(Image outline annotation entries)
__________________________________________________

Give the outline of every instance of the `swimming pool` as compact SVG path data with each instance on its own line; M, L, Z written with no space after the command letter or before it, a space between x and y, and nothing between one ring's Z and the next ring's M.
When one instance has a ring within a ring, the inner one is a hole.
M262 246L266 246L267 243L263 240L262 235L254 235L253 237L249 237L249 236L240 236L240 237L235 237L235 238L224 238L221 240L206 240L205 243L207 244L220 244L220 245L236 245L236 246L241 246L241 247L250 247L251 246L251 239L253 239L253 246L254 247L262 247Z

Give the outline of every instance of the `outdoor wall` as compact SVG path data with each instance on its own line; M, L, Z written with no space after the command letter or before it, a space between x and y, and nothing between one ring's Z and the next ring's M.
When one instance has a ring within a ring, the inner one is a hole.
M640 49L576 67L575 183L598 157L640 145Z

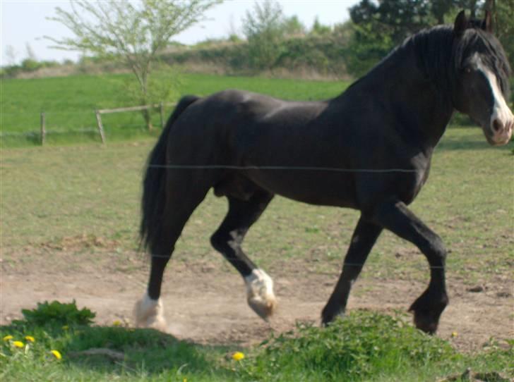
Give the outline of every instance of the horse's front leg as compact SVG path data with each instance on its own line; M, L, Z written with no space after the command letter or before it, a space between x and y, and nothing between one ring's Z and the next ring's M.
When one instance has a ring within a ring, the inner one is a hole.
M445 285L446 249L441 238L411 212L402 202L384 202L375 209L373 221L414 244L430 265L430 283L411 305L416 327L426 333L437 330L439 317L448 302Z
M326 325L336 316L345 312L352 285L361 273L368 254L381 232L381 226L366 221L362 217L359 220L352 236L348 252L345 257L341 276L321 313L323 324Z

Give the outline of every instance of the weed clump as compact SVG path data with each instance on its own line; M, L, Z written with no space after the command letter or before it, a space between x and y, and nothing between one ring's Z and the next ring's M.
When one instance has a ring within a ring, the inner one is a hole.
M326 328L300 324L297 331L272 337L261 344L253 362L237 371L273 380L301 370L304 376L306 371L323 381L352 381L456 357L447 342L418 331L400 316L358 311Z

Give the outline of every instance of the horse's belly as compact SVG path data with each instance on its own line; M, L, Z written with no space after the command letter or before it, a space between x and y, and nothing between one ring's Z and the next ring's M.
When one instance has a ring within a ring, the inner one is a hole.
M265 190L309 204L357 208L352 177L319 170L259 170L248 176Z

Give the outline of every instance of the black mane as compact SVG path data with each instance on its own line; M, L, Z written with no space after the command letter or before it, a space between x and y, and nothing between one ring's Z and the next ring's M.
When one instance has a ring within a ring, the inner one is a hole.
M509 99L511 70L505 51L494 36L475 27L473 23L458 39L451 25L422 30L407 37L364 77L373 75L389 60L401 59L402 54L412 49L418 67L445 94L449 94L448 87L455 83L465 61L475 52L479 53L486 66L496 75L506 99Z

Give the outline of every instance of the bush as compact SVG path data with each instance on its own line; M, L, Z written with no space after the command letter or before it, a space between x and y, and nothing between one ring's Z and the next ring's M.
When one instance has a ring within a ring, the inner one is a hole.
M79 310L75 300L69 304L59 301L38 302L37 308L22 309L21 312L24 320L18 323L33 326L89 325L96 315L87 308Z

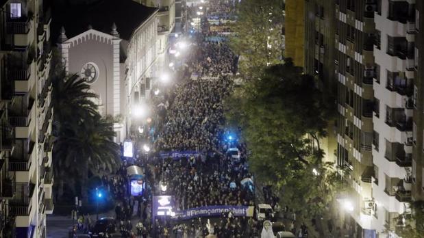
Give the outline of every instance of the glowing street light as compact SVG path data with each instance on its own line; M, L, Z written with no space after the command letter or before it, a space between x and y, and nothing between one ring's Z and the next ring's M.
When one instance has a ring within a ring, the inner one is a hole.
M349 213L353 211L353 204L352 204L352 202L349 200L345 200L343 202L343 208Z
M146 144L142 146L142 149L145 150L145 152L150 151L150 147L149 147L149 146Z
M180 49L184 49L187 48L188 45L187 44L186 42L180 41L179 42L177 43L177 46L178 46L178 48L179 48Z
M147 114L147 108L145 105L136 105L133 108L132 114L137 118L143 117Z
M162 80L164 83L168 83L171 81L171 76L169 76L169 74L164 72L162 75L160 75L160 80Z

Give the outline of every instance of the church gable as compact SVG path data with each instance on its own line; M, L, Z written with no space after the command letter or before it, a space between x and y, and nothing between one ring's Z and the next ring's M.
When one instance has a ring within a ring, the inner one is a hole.
M74 47L89 40L95 40L99 43L105 43L112 45L114 44L114 41L120 39L116 36L108 35L94 29L90 29L66 40L64 43L68 43L69 47Z

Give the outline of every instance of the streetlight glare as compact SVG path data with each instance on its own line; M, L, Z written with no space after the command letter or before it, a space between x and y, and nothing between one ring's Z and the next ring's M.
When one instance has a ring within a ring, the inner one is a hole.
M188 47L187 43L184 41L180 41L177 44L178 44L178 48L179 48L180 49L184 49L187 48Z
M348 200L345 200L345 202L343 203L343 207L346 211L349 213L353 211L353 204L351 201Z
M169 76L169 74L164 72L160 75L160 80L164 83L168 83L171 80L171 76Z
M147 114L147 109L144 105L136 105L133 108L133 115L136 117L140 118L146 116Z
M150 147L149 147L149 146L147 144L142 146L142 149L145 150L145 151L146 152L150 151Z

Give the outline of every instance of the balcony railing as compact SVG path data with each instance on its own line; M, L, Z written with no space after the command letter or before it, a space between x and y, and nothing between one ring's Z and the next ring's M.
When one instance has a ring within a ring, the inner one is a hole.
M411 167L412 166L412 154L397 156L396 164L401 167Z
M1 146L3 150L12 150L15 144L15 129L9 123L1 125Z
M396 122L396 128L401 131L412 131L412 119L410 118L405 121Z
M46 199L45 200L45 204L46 204L46 210L47 211L53 211L53 199Z
M158 32L164 32L169 31L169 27L165 25L158 25Z
M12 68L8 72L8 77L12 81L27 81L29 79L30 68Z
M2 183L1 196L3 198L12 198L15 194L15 181L14 178L9 178L4 179Z
M9 215L28 215L31 212L31 199L34 196L35 185L30 183L28 187L29 195L21 199L9 200Z
M28 18L8 20L6 30L10 34L26 34L31 29L31 21Z
M13 127L27 127L28 117L25 116L10 116L9 122Z
M399 202L410 202L411 200L411 191L397 190L395 197Z
M373 181L373 179L371 178L371 176L361 176L361 181L364 183L371 183L371 182Z
M168 6L163 6L163 7L159 8L159 12L167 12L167 11L169 11L169 7Z

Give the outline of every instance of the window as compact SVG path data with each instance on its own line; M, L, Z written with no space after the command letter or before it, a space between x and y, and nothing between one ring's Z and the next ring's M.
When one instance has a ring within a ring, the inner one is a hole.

__________________________________________________

» **WHAT THIS TASK INVOLVES**
Locate the line with "Give the outline of every instance of the window" in the entries above; extract it and every line after it, verbatim.

» **REPLY**
Give the outline of every instance of the window as compact SVG path data with each instance on its own line; M, L, Z written with no space after the command letter or before it, a space between x and y, and nothing between one ring's Z and the next ring's M.
When one instance has a ring within a ring, the inner one is a hole.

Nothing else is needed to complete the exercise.